• **OPDRACHTEN**
A: Op welke datum vond volgens de tekst over de bijstand van appellante het onderzoek ter zitting plaats?
B: Schrijf een vervolg op de tekst over de bijstand van appellante, aansluitend op de laatste zin ervan.
---- TEKSTFRAGMENT
Het college heeft een verweerschrift ingediend.
Het onderzoek ter zitting heeft plaatsgevonden op 8 februari 2016. Appellante is verschenen, bijgestaan door mr. Wijling. Het college heeft zich laten vertegenwoordigen door
mr. M.C. Rolle.

OVERWEGINGEN

1. De Raad gaat uit van de volgende in dit geding van belang zijnde feiten en omstandigheden.
1.1.
Appellante ontving sinds 1 december 1996 bijstand, laatstelijk op grond van de Wet werk en bijstand (WWB) naar de norm voor een alleenstaande. Appellante was tot 3 november 1994 gehuwd met [X.] (ex-partner). Appellante woonde ten tijde hier van belang samen met haar meerderjarige dochter [Y.] (dochter) aan [het adres] te [woonplaats].
1.2.
Naar aanleiding van een vermogenssignaal van de belastingdienst van 30 januari 2012 heeft de dienst Sociale Zaken en Werkgelegenheid, afdeling Bijzondere Onderzoeken (BO), van de gemeente Rotterdam onderzoek verricht naar de vermogenssituatie van appellante. Daaruit bleek dat naast de bankrekening bij de ING-bank waarop de bijstand van appellante werd betaald vijf tot dan toe bij het college onbekende bankrekeningen (mede) op naam van appellante stonden. Appellante heeft op 14 februari 2012 een verklaring afgelegd over die rekeningen, waaronder een en/of-rekening met [bankrekeningnummer 1] bij de
ABN AMRO-bank ([bankrekeningnummer 1]), die mede op naam van haar dochter stond. De bevindingen van het onderzoek zijn neergelegd in een rapport van 15 februari 2012. Het college heeft per
1 maart 2012 de bijstandverlening beëindigd in verband met het feit dat appellante betaald werk had aanvaard. Op 18 april 2012 heeft de operationeel teamcoördinator van de afdeling BO op het rapport aangetekend ‘uitkering is inmiddels beëindigd. Signaal afleggen’.
--------
---- BRONGEGEVENS
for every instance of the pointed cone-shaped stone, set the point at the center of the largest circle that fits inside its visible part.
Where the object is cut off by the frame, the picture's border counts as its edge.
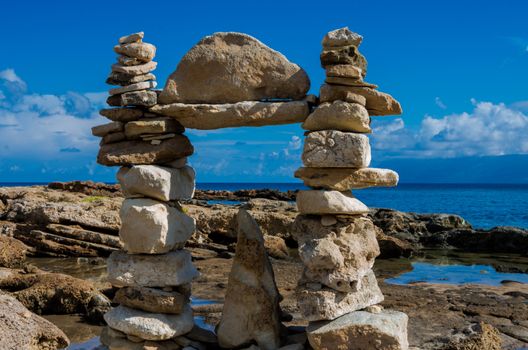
(251, 308)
--------
• **RESULTATEN OEFENING**
A: 8 februari 2016

B:
1.3.
Op 19 juli 2013 heeft het college opnieuw een vermogenssignaal van de belastingdienst ontvangen. Daaruit kwam naar voren dat naast de vijf eerder bedoelde bankrekeningen nog vier tot dan toe bij het college onbekende bankrekeningen (mede) op naam van appellante stonden, waaronder een en/of-rekening met [bankrekeningnummer 2] bij de ABN AMRO-bank ([bankrekeningnummer 2]), die mede op naam van de ex-partner stond. De afdeling Toetsing en Toezicht, Unit BO, heeft naar aanleiding hiervan onderzoek verricht naar de rechtmatigheid van de aan appellante verleende bijstand. In dat kader heeft appellante diverse bankgegevens, waaronder afschriften van [bankrekeningnummer 1] en van [bankrekeningnummer 2], overgelegd. Verder heeft op 21 november 2013 een gesprek met appellante plaatsgevonden waarin zij heeft verklaard over de negen bankrekeningen die (mede) op haar naam stonden. De bevindingen van het onderzoek zijn neergelegd in een rapport van 28 november 2013.
1.4.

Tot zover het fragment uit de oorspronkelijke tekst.